# Point annotation dataset rows:
-- START --
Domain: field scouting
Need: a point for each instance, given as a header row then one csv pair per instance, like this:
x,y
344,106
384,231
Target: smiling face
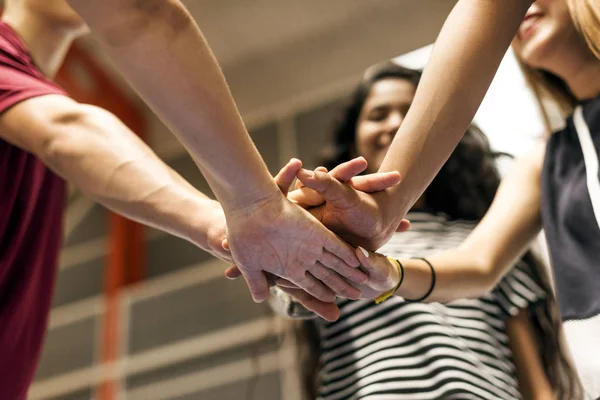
-- END --
# What needs to be done:
Can you quote every line of the rows above word for word, leaving out the pictures?

# Exercise result:
Domain: field scouting
Need: a point for each instance, given as a header row then one csv pair per instance, like this:
x,y
344,106
384,231
Target: smiling face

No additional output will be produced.